(A run of records)

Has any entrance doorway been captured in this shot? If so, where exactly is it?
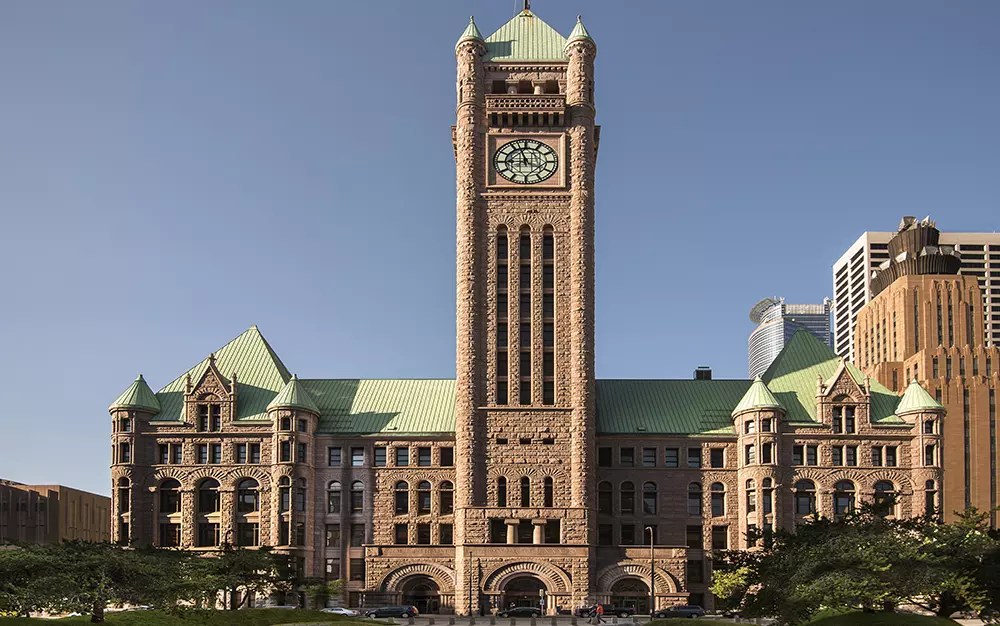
[501,575,547,612]
[399,575,441,615]
[611,578,649,615]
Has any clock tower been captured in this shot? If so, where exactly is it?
[452,3,599,612]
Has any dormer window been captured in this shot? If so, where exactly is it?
[198,403,222,432]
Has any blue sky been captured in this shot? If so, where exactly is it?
[0,0,1000,493]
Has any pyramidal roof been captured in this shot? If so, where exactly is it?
[108,374,160,415]
[733,376,784,415]
[150,325,292,421]
[762,328,905,424]
[896,379,944,415]
[267,374,319,415]
[485,9,572,61]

#### Task details
Echo every line of the items above verbatim, omitting the picture.

#### Written answer
Has any entrance doorway been captured in this shot? If so, where exactly is it?
[501,575,547,612]
[399,575,441,615]
[611,578,649,615]
Has any clock tower been captured in this shot? If so, where exactly is it?
[452,3,599,612]
Has any dormer window been captured in this shot? If so, where exactly is it?
[198,403,222,432]
Has any blue sky been captured in this shot? If so, where exactly is it?
[0,0,1000,493]
Has any pyramidal roof been captured in this shot? If so, where exactly is it?
[108,374,160,415]
[733,376,784,415]
[150,325,292,421]
[762,328,905,424]
[896,379,944,415]
[267,374,319,415]
[485,9,572,61]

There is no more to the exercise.